• [Set of tasks]:
A - Quote the write-up on brittle tests word for word, copying everything from "Problem: Focusing only" down to "even if stable.".
B - In the write-up on brittle tests, which test file has the most "fix" commits, and how many does it have?
C - Carry on the write-up on brittle tests, picking up right after its final line.

Expected Impact: -60% maintenance cost, -70% brittleness ratio

4. Test-Only Commit Analysis

Brittle Test Maintenance (Test-Only Commits):

Total Test Commits: 387
Test-Only Commits: 89 (23% - maintenance overhead)

Top Brittle Tests (by fix commits):
  1. auth/login.test.js: 14 "fix" commits
  2. api/users.spec.js: 11 "fix" commits
  3. checkout.test.ts: 9 "fix" commits

Pattern: 23% of test effort is pure maintenance (not new tests)
Impact: Wasted effort, developer frustration

Research: Brittle tests cost 2-3x more to maintain (Google).

Common Mistakes

Mistake 1: Ignoring brittleness ratio

Problem: Only looking at test change count, not comparing to production.

# ❌ BAD: Just count test changes
high_churn_tests = tests with >20 changes

# ✅ GOOD: Calculate brittleness ratio
brittle_tests = tests where (test_changes / prod_changes) > 2.0

Fix: Always calculate ratio - 30 test changes with 30 prod changes is normal, not brittle.

Mistake 2: Treating all snapshot commits as bad

Problem: Flagging legitimate snapshot updates as brittle.

Fix: Distinguish between:

  • Legitimate: Snapshot updates with corresponding UI changes
  • Brittle: Frequent snapshot updates without meaningful prod changes (>5 per year)
  • Always check: If "update snapshots" commit has NO production changes = brittle

Mistake 3: Not checking test file size

Problem: Focusing only on change frequency, missing unmaintainable large files.

# ❌ BAD: Only brittleness
flag tests with ratio > 2.0

# ✅ GOOD: Combine brittleness + size
flag tests where (ratio > 2.0 OR size > 500)

Fix: Always check file size - large files (>500 LOC) are maintenance burdens even if stable.

Mistake 4: Not estimating test maintenance cost

Problem: Identifying brittle tests without quantifying business impact.

Fix: Calculate cost:

  • Average commit time: 30 minutes
  • Brittle test commits: 89 per year
  • Cost: 89 × 0.5 hours × $100/hour = $4,450/year per brittle test file
  • Always translate to dollars for executive justification

⚡ After Running Test Analysis (DO THIS)

Immediately suggest these next steps to the user:

  1. Correlate with production hotspots (use forensic-hotspot-finder)

    • Are brittle tests testing hotspot code?
    • Hotspot + brittle test = double maintenance burden
    • Prioritize refactoring both together
  2. Check test complexity trends (use forensic-complexity-trends)

    • Are test files growing in complexity?
    • Track whether test refactoring is working
    • Set up monitoring for test file sizes
  3. Calculate refactoring ROI (use forensic-refactoring-roi)

    • Test maintenance cost = annual waste
    • Test refactoring investment = effort estimation
    • ROI typically very high (brittle tests are expensive)
  4. Track test health monthly

    • Re-run test analysis quarterly
    • Monitor brittleness ratio trends
    • Early warning for emerging brittle tests

Example: Complete Test Analysis Workflow

"Using forensic-test-analysis pattern, I analyzed 247 test files.

TEST HEALTH ASSESSMENT:

Brittle Tests: 18 files (7% of test suite)
  - Brittleness ratio >2.0x (tests change faster than production)

• [Information shown]:
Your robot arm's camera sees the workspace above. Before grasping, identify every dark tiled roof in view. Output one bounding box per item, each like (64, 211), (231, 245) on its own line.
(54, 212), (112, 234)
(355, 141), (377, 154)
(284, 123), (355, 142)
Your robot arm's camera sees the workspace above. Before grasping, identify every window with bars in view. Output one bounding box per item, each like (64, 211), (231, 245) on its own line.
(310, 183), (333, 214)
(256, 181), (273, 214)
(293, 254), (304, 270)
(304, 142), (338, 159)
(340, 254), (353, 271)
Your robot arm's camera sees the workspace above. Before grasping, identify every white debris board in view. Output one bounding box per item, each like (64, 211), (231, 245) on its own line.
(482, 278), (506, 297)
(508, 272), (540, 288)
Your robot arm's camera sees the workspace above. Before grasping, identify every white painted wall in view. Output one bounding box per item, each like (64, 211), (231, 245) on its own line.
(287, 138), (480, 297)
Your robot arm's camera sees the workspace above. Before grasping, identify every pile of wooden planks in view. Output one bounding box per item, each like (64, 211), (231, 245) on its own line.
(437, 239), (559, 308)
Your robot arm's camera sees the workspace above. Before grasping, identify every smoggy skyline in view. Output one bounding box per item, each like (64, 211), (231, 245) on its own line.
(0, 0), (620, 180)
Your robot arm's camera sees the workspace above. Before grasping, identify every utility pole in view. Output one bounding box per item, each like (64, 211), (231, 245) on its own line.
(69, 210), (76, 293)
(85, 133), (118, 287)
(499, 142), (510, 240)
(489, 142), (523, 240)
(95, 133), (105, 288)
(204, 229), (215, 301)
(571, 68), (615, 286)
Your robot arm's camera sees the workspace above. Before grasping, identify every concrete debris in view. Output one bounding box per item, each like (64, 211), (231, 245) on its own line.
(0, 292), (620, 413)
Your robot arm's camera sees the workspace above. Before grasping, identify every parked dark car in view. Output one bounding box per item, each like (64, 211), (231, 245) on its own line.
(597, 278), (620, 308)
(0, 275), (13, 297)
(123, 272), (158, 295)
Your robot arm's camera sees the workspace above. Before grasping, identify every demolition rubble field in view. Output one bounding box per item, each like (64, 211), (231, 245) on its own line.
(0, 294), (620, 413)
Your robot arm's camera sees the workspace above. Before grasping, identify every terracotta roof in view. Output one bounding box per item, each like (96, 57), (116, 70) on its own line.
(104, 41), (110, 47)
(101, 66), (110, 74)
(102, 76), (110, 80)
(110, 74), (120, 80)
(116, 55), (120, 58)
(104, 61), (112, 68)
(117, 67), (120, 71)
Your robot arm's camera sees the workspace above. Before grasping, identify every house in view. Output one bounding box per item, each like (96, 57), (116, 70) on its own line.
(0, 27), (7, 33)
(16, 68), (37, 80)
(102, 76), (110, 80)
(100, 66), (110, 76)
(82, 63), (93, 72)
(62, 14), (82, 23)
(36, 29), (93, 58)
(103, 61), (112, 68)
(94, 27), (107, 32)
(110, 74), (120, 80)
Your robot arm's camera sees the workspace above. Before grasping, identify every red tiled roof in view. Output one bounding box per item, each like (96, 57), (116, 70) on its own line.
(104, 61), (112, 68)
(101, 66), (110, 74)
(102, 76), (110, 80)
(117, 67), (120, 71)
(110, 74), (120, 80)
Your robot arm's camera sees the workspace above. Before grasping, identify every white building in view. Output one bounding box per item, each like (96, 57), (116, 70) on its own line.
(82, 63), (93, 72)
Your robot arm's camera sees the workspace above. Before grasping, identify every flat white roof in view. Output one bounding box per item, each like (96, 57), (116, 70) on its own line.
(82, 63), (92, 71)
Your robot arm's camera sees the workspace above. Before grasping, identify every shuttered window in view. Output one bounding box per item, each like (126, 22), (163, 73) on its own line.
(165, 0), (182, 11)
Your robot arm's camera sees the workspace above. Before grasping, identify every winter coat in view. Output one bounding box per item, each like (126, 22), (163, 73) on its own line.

• [Responses by task]:
A -
Problem: Focusing only on change frequency, missing unmaintainable large files.

# ❌ BAD: Only brittleness
flag tests with ratio > 2.0

# ✅ GOOD: Combine brittleness + size
flag tests where (ratio > 2.0 OR size > 500)

Fix: Always check file size - large files (>500 LOC) are maintenance burdens even if stable.

B - auth/login.test.js, with 14 "fix" commits.

C -
  - Research shows 2-3x higher maintenance cost (Google)

TOP BRITTLE TEST:

auth/login.test.js:
  - Ratio: 2.8x (42 test changes vs 15 prod changes)
  - Size: 687 LOC (CRITICAL)
  - Pattern: 33% "fix failing test" commits
  - Cost: ~$8,400/year in maintenance

ESTIMATED ANNUAL COST: $45,000 in brittle test maintenance

RECOMMENDATIONS:
1. Replace snapshot tests with semantic assertions
2. Split large test files (>500 LOC)
3. Decouple tests from implementation details

NEXT STEPS:
1. Check production hotspots (forensic-hotspot-finder) - Testing hotspot code?
2. Track complexity trends (forensic-complexity-trends) - Are tests growing?
3. Calculate ROI (forensic-refactoring-roi) - Business case for cleanup

Would you like me to proceed with hotspot correlation?"

Always provide this integration guidance - test issues often indicate production code quality problems.

Advanced Patterns

Test-Production Co-Change Analysis

Find which tests always change with production:

Co-Change Pattern:

login.test.js ↔ login.js:
  - 15 commits changed both together (expected)
  - 27 commits changed ONLY login.test.js (brittle!)

Ratio Analysis:
  - Expected: 1:1 co-change
  - Actual: 1:2.8 (test changes 2.8x more)

Conclusion: Tests over-coupled to implementation details

Test Refactoring Impact Validation

Measure before/after:

Before Refactoring (auth/login.test.js):
  - Brittleness: 2.8x
  - Size: 687 LOC
  - Maintenance commits: 14/year

After Refactoring (Q2 2024):
  - Brittleness: 1.1x (-61%)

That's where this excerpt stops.